Krisna Dul tak mau diam. Ia mulai mencari profesi baru selain kopi. Berdua dengan temannya membuka kedai arak Bali yang bisa cukup memberi nuansa gembira di suasana pandemic yang mencekam.
Kedai yang buka dari jam 4 sore itu seringkali baru bisa ditutup jam 4 pagi, karena banyak pelanggannya yang betah nongkrong di sana.
Krisna Dul, rupanya tak kuat kalau mesti terus-terusan begadang. Akhirnya, belum genap 6 bulan berjalan, ia memutuskan menutup usahanya itu.
Menjalankan usaha sendiri rupanya tidak mudah. Ia mulai melamar kerja di sebuah restoran di dekat rumahnya. Namun tak lama bekerja di sana, ia memutuskan mencoba membuka usaha sendiri menjual donut.
Sayangnya, usaha jualan donut tak berjalan lancar dan gulung tikar.
Sepertinya, semesta memang menuntunnya kembali menuju dunia kopi. Seorang staf roaster, penyuplai biji kopi café tempatnya dulu bekerja, menawari lowongan kerja di Suka Espresso café. Meski tak langsung bisa bersentuhan langsung dengan mesin kopi, Krisna Dul tetap menjalankan job descnya dengan penuh tanggung jawab.
Sebuah Ujian Keteguhan
Ujian keteguhannya pun terjadi. Sebuah keteledoran nyaris meruntuhkan jalan meniti cita-citanya sebagai barista.
Serpihan beling gelas yang tak sengaja ia pecahkan pada malam sebelumnya, melenting ke salah satu mangkuk yang ada di bagian atas rak barang pecah-belah. Meski malam itu, ia sudah membersihkan puing-puing gelas yang berserak, rupanya ada satu serpihan yang terselip.
“Pagi-pagi, satu pelanggan nyaris menelan serpihan beling dari mangkuk smooties,” ujarnya sedih.

## Bagian Data
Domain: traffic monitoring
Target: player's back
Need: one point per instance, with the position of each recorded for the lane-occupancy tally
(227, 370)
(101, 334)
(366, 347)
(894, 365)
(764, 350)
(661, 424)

## Tujuan Latihan
Bisakah Anda menuliskan ulang seluruh teks tentang Krisna Dul kata demi kata, tanpa mengubah apa pun?

## Jawaban
Krisna Dul tak mau diam. Ia mulai mencari profesi baru selain kopi. Berdua dengan temannya membuka kedai arak Bali yang bisa cukup memberi nuansa gembira di suasana pandemic yang mencekam.
Kedai yang buka dari jam 4 sore itu seringkali baru bisa ditutup jam 4 pagi, karena banyak pelanggannya yang betah nongkrong di sana.
Krisna Dul, rupanya tak kuat kalau mesti terus-terusan begadang. Akhirnya, belum genap 6 bulan berjalan, ia memutuskan menutup usahanya itu.
Menjalankan usaha sendiri rupanya tidak mudah. Ia mulai melamar kerja di sebuah restoran di dekat rumahnya. Namun tak lama bekerja di sana, ia memutuskan mencoba membuka usaha sendiri menjual donut.
Sayangnya, usaha jualan donut tak berjalan lancar dan gulung tikar.
Sepertinya, semesta memang menuntunnya kembali menuju dunia kopi. Seorang staf roaster, penyuplai biji kopi café tempatnya dulu bekerja, menawari lowongan kerja di Suka Espresso café. Meski tak langsung bisa bersentuhan langsung dengan mesin kopi, Krisna Dul tetap menjalankan job descnya dengan penuh tanggung jawab.
Sebuah Ujian Keteguhan
Ujian keteguhannya pun terjadi. Sebuah keteledoran nyaris meruntuhkan jalan meniti cita-citanya sebagai barista.
Serpihan beling gelas yang tak sengaja ia pecahkan pada malam sebelumnya, melenting ke salah satu mangkuk yang ada di bagian atas rak barang pecah-belah. Meski malam itu, ia sudah membersihkan puing-puing gelas yang berserak, rupanya ada satu serpihan yang terselip.
“Pagi-pagi, satu pelanggan nyaris menelan serpihan beling dari mangkuk smooties,” ujarnya sedih.